PORT HAWKESBURY: A wind energy project that will use floating turbines far offshore to generate energy is looking at the Strait area as the base of their operation.
Iván Barroeta, President of Brezo Energy Inc., told The Reporter that the Sea-Breeze Tech Floating Wind Demonstration Project has the potential to position Canada, Nova Scotia and the Strait area at the forefront of a growing industry. He said plans are to put the headquarters of the project in Port Hawkesbury, and have top management locate to the area.
“What we are offering to Nova Scotia is the establishment of a whole new industry but based in infrastructure and resources that are already here,” he stated. “We are spreading manufacturing through the Strait area.”
Brezo Energy started developing the technology in 2015 and started fully engaging in the offshore wind industry in 2016.
The project is offering an energy generation system that combines the best options for storage, Barroeta said, noting that includes liquid ammonia, hydrogen and batteries. He said they need to find “realistic” ways to do that.
“You can actually store energy either in a battery or in gases and liquids,” he explained. “We believe in our company that we need the three of them. There is no potential to go ahead massively with a solution that will reach society without the three.”
Barroeta said Cape Breton has among the “best winds in the world,” but the peak in capacity factor is only about 30-35 per cent. The further from shore, without obstacles, the better the wind, he said.
“Floating wind power, because of the physical conditions far from shore, it was proven up to 68 per cent capacity factor in the winter time and 50 per cent average through the whole year. That has happened four years in a row,” he explained. “That 15 per cent difference is a lot in terms of Megawatts actually generated. Investment in a new plant is way more convenient far from shore… When you translate that in money, it is a lot of money, enough to justify not using land onshore, or not using close to shore, but far from shore.”

What is expected — Could you transcribe the stretch of the floating wind article from "PORT HAWKESBURY: A" through "to the area."?

Dataset —
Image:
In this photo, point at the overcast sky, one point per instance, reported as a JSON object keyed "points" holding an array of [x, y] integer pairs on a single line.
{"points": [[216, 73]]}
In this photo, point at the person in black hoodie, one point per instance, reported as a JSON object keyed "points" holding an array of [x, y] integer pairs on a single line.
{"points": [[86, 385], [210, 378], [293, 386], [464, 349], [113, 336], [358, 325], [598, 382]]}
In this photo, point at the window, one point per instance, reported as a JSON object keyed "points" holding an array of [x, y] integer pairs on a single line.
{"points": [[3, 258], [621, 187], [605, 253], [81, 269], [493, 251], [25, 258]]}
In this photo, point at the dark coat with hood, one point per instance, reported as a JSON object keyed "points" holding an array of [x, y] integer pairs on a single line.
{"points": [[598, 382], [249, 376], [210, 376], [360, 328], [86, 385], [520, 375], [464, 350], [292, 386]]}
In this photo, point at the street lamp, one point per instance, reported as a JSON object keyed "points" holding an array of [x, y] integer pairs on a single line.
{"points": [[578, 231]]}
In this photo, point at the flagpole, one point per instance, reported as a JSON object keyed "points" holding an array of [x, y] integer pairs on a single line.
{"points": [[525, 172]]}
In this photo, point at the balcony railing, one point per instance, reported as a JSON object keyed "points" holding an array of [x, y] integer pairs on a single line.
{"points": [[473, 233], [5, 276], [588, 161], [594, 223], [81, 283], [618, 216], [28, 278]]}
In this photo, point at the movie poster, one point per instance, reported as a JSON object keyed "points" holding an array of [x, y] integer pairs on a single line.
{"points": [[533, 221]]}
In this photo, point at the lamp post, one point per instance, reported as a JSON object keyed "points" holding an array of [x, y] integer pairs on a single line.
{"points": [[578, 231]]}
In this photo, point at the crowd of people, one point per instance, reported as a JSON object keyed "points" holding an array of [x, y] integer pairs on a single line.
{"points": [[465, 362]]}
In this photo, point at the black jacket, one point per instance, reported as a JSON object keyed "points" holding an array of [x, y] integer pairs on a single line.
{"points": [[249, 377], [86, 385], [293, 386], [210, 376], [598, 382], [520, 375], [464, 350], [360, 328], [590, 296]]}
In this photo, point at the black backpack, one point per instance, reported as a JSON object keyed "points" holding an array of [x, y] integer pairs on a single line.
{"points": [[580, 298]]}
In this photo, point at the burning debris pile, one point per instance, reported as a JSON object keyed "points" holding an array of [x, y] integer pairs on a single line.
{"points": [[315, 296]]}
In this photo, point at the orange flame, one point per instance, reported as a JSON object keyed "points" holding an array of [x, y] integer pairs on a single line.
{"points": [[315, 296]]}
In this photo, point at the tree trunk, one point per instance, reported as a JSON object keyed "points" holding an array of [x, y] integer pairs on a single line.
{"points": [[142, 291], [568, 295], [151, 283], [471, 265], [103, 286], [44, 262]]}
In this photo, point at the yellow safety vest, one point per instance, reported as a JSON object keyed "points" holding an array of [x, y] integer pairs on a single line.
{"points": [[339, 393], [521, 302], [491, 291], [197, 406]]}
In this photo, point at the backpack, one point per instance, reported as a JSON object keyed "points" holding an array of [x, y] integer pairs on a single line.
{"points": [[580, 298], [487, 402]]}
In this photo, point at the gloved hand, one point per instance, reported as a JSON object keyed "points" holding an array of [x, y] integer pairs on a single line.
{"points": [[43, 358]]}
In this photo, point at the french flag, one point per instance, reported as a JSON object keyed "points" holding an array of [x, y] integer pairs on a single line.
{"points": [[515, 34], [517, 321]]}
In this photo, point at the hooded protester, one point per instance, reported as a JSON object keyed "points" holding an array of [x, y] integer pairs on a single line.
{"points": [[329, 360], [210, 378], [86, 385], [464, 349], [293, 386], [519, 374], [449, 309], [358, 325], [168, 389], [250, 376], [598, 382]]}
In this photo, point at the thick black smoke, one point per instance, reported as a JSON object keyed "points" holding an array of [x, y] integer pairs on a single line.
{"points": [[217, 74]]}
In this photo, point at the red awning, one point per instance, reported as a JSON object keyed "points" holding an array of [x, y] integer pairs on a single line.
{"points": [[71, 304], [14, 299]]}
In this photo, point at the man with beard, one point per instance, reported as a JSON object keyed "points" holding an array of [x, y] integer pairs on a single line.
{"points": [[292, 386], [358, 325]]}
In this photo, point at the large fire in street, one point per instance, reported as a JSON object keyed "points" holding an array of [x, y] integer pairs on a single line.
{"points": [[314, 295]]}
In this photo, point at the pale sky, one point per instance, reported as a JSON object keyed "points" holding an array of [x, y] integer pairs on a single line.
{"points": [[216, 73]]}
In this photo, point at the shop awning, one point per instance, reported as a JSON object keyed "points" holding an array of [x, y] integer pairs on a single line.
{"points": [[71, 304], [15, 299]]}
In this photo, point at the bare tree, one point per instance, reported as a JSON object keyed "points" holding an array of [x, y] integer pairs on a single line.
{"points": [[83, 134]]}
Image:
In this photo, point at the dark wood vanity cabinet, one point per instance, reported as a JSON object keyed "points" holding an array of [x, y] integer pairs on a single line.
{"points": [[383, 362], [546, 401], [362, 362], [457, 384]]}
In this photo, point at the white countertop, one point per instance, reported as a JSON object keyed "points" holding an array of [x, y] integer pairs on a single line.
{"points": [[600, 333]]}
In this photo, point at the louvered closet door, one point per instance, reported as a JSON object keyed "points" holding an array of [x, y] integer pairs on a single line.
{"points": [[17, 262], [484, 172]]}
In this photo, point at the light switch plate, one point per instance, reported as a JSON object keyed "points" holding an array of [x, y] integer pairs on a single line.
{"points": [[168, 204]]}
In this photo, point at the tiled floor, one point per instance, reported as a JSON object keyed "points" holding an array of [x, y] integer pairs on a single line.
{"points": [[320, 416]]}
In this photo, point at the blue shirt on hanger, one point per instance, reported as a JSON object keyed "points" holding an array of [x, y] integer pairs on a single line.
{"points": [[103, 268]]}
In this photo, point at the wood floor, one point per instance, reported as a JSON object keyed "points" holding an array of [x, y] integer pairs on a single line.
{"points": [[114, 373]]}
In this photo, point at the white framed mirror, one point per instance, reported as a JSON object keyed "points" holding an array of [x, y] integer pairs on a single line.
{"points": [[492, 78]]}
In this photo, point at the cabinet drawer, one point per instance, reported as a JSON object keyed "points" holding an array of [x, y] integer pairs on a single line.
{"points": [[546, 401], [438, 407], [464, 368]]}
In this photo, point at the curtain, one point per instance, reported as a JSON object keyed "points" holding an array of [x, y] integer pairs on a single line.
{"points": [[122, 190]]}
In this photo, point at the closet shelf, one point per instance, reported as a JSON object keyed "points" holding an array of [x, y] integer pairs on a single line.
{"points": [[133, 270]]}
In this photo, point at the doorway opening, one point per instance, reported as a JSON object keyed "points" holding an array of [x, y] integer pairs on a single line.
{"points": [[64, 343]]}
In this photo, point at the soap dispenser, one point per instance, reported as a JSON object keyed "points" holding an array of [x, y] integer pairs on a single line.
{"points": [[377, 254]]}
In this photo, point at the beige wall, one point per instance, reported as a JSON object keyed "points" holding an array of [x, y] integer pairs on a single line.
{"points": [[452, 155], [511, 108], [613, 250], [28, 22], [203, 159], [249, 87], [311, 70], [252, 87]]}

The completed task —
PORT HAWKESBURY: A wind energy project that will use floating turbines far offshore to generate energy is looking at the Strait area as the base of their operation.
Iván Barroeta, President of Brezo Energy Inc., told The Reporter that the Sea-Breeze Tech Floating Wind Demonstration Project has the potential to position Canada, Nova Scotia and the Strait area at the forefront of a growing industry. He said plans are to put the headquarters of the project in Port Hawkesbury, and have top management locate to the area.